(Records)
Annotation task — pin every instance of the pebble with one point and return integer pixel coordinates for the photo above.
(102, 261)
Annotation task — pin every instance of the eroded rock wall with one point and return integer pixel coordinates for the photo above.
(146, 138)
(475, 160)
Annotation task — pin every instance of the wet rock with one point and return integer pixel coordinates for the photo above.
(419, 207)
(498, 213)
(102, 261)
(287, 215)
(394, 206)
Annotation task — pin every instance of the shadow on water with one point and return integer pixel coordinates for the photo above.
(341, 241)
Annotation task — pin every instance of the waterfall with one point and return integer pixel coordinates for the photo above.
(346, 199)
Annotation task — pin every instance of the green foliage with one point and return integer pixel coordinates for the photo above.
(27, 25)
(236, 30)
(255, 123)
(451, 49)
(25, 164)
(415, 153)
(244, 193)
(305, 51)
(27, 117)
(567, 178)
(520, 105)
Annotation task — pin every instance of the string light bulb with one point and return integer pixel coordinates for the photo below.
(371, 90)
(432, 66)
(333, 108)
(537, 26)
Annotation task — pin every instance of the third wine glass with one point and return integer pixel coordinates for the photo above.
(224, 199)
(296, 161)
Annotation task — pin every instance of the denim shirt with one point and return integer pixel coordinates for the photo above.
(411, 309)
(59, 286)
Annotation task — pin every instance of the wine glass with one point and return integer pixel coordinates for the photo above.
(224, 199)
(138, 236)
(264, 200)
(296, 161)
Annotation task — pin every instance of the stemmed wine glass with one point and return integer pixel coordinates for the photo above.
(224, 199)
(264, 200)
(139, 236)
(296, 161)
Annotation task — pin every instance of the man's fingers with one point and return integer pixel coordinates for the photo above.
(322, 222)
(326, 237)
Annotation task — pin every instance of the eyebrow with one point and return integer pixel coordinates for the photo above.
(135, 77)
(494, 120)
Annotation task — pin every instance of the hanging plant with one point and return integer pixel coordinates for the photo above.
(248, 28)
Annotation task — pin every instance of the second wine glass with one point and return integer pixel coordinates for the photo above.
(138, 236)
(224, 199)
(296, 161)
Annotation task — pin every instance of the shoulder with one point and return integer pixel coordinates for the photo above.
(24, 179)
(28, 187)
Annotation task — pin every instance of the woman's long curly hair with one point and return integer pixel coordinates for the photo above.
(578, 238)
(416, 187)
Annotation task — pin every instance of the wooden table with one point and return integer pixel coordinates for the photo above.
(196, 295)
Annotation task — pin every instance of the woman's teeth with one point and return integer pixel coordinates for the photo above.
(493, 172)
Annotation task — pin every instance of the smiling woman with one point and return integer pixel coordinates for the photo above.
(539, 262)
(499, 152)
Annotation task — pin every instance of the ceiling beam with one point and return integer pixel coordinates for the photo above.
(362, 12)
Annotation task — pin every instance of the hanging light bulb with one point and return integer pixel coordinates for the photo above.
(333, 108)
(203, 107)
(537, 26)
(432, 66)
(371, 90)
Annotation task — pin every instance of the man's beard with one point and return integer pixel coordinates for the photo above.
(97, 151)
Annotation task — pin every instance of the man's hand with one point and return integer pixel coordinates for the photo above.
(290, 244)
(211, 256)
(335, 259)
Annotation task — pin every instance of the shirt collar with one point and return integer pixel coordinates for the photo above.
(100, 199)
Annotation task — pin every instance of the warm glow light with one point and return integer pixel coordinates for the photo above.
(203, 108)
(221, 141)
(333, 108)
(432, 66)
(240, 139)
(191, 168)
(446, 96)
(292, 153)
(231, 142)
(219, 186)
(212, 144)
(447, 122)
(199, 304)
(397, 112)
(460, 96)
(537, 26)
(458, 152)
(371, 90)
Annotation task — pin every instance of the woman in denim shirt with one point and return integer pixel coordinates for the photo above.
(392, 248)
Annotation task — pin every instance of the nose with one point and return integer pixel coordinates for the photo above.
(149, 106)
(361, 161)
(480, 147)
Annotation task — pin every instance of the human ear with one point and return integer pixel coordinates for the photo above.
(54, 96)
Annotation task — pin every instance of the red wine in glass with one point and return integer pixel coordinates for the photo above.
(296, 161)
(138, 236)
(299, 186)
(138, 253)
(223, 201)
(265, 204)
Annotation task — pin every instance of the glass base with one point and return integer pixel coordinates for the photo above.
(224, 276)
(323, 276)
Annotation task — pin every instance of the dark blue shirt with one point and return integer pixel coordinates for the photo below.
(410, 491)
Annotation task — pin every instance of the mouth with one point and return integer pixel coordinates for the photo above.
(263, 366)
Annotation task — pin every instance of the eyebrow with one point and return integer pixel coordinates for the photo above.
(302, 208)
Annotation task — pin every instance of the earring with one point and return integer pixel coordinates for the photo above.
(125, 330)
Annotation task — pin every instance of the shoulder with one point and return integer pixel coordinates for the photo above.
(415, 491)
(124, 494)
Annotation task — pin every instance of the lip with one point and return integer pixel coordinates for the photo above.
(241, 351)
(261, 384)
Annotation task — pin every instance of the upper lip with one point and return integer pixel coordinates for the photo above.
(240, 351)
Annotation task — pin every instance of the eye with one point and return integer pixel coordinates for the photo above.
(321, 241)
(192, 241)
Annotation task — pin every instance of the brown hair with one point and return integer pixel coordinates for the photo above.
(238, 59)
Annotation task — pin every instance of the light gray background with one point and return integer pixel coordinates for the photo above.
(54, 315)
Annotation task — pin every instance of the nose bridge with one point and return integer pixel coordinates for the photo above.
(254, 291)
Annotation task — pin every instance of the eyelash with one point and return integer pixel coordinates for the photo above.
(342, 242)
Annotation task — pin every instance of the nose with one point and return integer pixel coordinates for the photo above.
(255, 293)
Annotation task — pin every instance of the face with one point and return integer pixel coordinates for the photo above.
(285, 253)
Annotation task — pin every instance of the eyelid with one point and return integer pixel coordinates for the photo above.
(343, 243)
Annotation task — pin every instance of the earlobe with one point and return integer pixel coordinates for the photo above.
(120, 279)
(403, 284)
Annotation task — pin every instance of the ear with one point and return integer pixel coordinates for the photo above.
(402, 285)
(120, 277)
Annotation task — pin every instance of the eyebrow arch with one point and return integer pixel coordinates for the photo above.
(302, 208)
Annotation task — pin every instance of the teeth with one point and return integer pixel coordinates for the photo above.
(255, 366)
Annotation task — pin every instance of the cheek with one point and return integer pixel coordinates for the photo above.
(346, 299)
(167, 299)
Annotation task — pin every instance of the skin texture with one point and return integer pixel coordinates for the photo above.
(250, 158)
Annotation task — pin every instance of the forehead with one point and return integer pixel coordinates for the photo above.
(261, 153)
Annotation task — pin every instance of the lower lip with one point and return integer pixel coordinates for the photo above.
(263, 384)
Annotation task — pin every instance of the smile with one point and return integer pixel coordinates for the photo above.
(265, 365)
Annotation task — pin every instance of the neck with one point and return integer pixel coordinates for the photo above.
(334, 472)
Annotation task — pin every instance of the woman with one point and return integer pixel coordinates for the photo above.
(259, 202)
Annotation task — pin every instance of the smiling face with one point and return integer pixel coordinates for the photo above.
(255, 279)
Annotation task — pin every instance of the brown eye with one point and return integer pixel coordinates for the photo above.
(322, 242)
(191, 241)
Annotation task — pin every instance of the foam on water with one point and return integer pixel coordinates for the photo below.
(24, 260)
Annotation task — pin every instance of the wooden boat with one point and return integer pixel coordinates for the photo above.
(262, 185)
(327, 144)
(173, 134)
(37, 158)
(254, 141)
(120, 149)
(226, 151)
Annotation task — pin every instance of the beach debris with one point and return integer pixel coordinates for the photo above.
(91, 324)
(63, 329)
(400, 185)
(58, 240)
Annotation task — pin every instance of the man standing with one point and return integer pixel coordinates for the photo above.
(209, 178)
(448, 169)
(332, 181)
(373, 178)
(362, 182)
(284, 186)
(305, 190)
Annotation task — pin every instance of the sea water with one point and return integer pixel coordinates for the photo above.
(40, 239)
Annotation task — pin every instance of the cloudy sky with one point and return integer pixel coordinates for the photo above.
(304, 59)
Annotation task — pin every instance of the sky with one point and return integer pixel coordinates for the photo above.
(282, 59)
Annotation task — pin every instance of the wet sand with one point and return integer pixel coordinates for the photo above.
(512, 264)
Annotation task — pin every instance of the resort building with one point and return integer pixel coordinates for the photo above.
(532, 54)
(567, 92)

▶ **Stated problem**
Starting with the line that contains "Annotation task — pin every instance of the foam", write out each line through the end of the listing, exactly as it appears, and include nothing else.

▶ **Task result**
Annotation task — pin every instance of the foam on water with one point and return integer pixel coordinates for the photo below.
(24, 260)
Annotation task — pin every instance of the wooden boat with one point and return integer pixel coordinates for the photo above.
(262, 185)
(327, 144)
(173, 134)
(37, 158)
(254, 141)
(120, 149)
(226, 151)
Annotation task — pin every instance of the beach debris with one point and return integer pixel coordinates for the photo above.
(91, 324)
(63, 329)
(400, 185)
(58, 240)
Annotation task — pin every instance of the man standing with one point and return integer pixel coordinates for the photo above.
(209, 178)
(448, 169)
(332, 181)
(373, 178)
(362, 182)
(284, 186)
(305, 190)
Annotation task — pin every instance of the sea water with one point and return integer pixel coordinates for the photo above.
(40, 239)
Annotation task — pin every instance of the cloudy sky with one point and return integer pixel coordinates for the photo above.
(304, 59)
Annotation task — pin every instance of the sky with one point and return integer pixel coordinates for the photo above.
(282, 59)
Annotation task — pin every instance of the wet sand with one point and return integer pixel coordinates for the photo above.
(512, 264)
Annotation task — pin every instance of the resort building with one point and return integer pixel coordinates for the photo above.
(532, 54)
(567, 92)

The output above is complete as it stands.